* _MATERIAL_
** Begin **
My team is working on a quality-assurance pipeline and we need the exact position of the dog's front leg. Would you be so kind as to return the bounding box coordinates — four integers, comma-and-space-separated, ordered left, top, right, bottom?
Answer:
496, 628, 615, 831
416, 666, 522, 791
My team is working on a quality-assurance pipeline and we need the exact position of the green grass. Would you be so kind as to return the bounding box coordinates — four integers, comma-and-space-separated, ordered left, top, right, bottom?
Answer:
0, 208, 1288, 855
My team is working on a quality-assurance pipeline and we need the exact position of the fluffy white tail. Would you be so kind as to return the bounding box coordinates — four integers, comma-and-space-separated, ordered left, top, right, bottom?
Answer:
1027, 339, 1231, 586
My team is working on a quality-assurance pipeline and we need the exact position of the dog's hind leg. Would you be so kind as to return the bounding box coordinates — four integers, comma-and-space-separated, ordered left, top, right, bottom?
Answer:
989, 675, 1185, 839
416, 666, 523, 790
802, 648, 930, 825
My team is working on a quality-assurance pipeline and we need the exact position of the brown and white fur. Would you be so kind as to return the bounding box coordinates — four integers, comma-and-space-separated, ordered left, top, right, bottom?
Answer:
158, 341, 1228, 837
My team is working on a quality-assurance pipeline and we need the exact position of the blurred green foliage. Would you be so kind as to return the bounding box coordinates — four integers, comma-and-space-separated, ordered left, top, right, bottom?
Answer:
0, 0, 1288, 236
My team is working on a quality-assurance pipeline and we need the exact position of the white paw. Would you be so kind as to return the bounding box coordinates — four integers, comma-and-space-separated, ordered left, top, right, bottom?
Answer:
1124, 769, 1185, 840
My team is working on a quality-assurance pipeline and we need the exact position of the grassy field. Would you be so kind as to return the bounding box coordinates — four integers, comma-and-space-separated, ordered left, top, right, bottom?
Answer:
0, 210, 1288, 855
** End **
* _WHAT TO WORK ON_
Starting with the line that contains "of the grassy" and going on through the end of the items, write those lines out again with "grassy field" replaced by "grass-covered field" and everything else unchanged.

* _CORRECT ANSWER_
My team is working on a quality-assurance pipeline and we need the exact position of the grass-covered field. Would you be so kind as to return the bounding box coordinates — four integers, comma-and-space-separated, ordered left, top, right, bottom?
Answer:
0, 210, 1288, 855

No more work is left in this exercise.